(OBJECTIVE):
Reproduce each of the lines below word for word, in the same order.

(RECORDS PROVIDED):
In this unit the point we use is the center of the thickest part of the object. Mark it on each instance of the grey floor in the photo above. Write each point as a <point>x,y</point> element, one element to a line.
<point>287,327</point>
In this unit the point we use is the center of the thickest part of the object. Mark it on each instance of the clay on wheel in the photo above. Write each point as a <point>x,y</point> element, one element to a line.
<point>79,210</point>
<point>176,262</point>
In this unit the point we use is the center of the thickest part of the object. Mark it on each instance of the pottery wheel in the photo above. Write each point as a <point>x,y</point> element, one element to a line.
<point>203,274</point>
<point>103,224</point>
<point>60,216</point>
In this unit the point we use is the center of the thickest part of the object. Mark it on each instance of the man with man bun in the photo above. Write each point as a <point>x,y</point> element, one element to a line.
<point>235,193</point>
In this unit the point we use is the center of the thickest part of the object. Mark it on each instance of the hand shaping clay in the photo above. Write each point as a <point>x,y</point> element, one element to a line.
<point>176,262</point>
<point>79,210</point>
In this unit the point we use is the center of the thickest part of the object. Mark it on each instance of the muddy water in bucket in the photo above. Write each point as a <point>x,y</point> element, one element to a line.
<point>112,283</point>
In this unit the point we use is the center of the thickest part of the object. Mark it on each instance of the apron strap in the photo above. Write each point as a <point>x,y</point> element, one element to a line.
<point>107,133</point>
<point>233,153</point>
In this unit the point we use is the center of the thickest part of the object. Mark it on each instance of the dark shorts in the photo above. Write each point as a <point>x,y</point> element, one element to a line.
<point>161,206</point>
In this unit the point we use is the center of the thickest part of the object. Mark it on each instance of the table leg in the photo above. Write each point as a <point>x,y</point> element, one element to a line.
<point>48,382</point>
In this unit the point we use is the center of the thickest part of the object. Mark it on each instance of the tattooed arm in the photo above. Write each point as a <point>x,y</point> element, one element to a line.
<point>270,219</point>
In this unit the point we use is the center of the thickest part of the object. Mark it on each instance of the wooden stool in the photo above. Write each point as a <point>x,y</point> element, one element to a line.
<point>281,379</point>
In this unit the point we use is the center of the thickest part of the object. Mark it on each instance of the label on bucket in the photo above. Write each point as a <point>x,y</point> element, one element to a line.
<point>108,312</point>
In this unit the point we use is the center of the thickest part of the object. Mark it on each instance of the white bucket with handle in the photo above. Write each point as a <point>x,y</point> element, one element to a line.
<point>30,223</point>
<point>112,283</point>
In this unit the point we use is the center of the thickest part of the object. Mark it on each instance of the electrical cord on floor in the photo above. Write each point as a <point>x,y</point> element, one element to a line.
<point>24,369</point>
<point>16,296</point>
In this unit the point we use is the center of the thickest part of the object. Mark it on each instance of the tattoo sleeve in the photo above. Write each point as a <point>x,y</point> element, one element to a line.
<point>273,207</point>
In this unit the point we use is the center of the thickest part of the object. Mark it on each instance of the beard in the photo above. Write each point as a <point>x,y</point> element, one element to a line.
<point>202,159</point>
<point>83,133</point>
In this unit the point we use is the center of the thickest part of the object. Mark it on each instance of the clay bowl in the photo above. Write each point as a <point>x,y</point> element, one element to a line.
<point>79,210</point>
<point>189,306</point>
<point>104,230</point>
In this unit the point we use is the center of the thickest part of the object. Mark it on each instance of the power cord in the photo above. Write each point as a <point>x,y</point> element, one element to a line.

(OUTPUT FOR THIS EXERCISE):
In this unit the point we use is the center of the thickest part of the object. Mark it on each instance of the grey floor in the photo above. Write each point as a <point>x,y</point> element, one element to a line.
<point>287,327</point>
In this unit the point we use is the center of the thickest part of the object. Mark it on each instance of the clay on wheel in the photo above. Write each point as a <point>x,y</point> element, one element to a line.
<point>79,210</point>
<point>176,262</point>
In this unit the point we use is the center of the thickest part of the object. Mark it on each instance of the pottery wheel in the photo above. Write each point as a <point>x,y</point> element, one element to a line.
<point>203,274</point>
<point>103,224</point>
<point>60,216</point>
In this unit the point we use is the center of the thickest part of the object. Mark it on each instance of the man with man bun in the photo above. Write each point as a <point>x,y</point> element, one element to a line.
<point>235,193</point>
In this unit the point we use is the center of the thickest part of the object. Mark it on each instance of the hand shaping clay in the photo above. Write each point as a <point>x,y</point> element, one element to a line.
<point>176,262</point>
<point>79,210</point>
In this unit the point we use is the center of the thickest part of the object. Mark it on each instance of the muddy water in bucket in the photo above. Write each point as a <point>x,y</point> element, one element to a line.
<point>112,283</point>
In this unit the point we use is the center of the thickest part of the object. Mark it on each instance of the apron strap in the photo above. Write each point as a <point>x,y</point> element, one element to a line.
<point>107,133</point>
<point>233,153</point>
In this unit the point we use is the center of the thickest part of the object. Mark it on each instance of the dark shorts in the photo above. Write each point as a <point>x,y</point> element, one element to a line.
<point>161,206</point>
In this unit the point we use is the center of the thickest part of the object. Mark it on each instance of the table leg in the photo above. Write each point as a <point>x,y</point> element, one element to a line.
<point>48,382</point>
In this unit the point we use is the center of the thickest part of the object. Mark it on each instance of the tattooed arm in the photo above. Write each point as a <point>x,y</point> element, one element to a line.
<point>270,219</point>
In this unit the point we use is the center of the thickest part of the object. Mark it on each instance of the wooden stool in the photo above. Write each point as a <point>x,y</point> element, one element to a line.
<point>281,379</point>
In this unit the point we use is the center of the thickest part of the object. Mark it on each instance of the label on bucket in the photo above. Write each point as a <point>x,y</point> element, one element to a line.
<point>108,312</point>
In this unit the point we use is the center of the thickest part of the object. Mark it on each instance of the white bucket with handle in the photo above. Write each point as a <point>x,y</point> element, one element to a line.
<point>30,223</point>
<point>112,283</point>
In this unit the point we use is the center of the thickest part of the object. Mark it on each instance of the electrical cord on floor in the photo above. Write each point as a <point>x,y</point> element, one element to a line.
<point>24,369</point>
<point>16,296</point>
In this unit the point we use is the center of the thickest part of the object. Mark it on each instance of the tattoo sleeve in the photo above. Write each point as a <point>x,y</point> element, one element to a line.
<point>273,207</point>
In this unit the point we use is the center of the thickest part of the object. Mark it on each instance of the beard in the photo above. Write each point as a <point>x,y</point> element, one element to a line.
<point>202,159</point>
<point>83,133</point>
In this unit the point we use is the center of the thickest part of the object. Mark it on each instance of the clay bowl in the photo above. Write each point as a <point>x,y</point> element, one element to a line.
<point>79,210</point>
<point>189,306</point>
<point>104,230</point>
In this unit the point we use is the center of the thickest part of the object. Mark it on each instance of the power cord in the photo above. Write each point as a <point>x,y</point> element, one element to a line.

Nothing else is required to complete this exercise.